→ The request:
Give back, word for word, the lines of the records that start with the line holding "where: white rock" and run through the final line of the records.

→ Extracted data:

"""

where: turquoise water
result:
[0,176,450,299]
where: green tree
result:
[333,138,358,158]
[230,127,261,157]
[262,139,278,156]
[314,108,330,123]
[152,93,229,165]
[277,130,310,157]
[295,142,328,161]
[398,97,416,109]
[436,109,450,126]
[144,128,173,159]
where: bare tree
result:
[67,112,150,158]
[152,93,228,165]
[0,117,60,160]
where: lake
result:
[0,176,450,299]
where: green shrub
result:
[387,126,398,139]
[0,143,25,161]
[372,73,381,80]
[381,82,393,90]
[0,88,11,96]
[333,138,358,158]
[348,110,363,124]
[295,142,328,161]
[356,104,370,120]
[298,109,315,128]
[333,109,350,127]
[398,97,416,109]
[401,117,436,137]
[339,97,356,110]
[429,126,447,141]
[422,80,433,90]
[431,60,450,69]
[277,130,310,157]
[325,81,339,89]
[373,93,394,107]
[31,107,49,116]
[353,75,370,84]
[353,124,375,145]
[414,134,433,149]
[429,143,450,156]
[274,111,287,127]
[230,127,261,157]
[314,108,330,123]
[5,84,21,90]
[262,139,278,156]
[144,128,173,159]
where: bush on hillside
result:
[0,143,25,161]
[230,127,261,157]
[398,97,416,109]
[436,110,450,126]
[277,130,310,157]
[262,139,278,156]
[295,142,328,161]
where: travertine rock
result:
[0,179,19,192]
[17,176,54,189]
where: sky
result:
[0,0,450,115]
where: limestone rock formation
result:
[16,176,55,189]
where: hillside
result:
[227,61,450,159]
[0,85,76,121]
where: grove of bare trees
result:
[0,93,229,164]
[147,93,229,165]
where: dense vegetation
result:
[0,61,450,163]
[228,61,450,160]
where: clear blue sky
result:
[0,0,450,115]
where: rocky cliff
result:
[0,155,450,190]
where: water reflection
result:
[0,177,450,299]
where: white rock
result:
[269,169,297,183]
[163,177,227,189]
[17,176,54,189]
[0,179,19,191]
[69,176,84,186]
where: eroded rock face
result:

"""

→ Result of this task:
where: white rock
result:
[269,169,297,183]
[163,177,227,189]
[17,176,54,189]
[0,179,19,191]
[69,176,84,186]
where: eroded rock face
result:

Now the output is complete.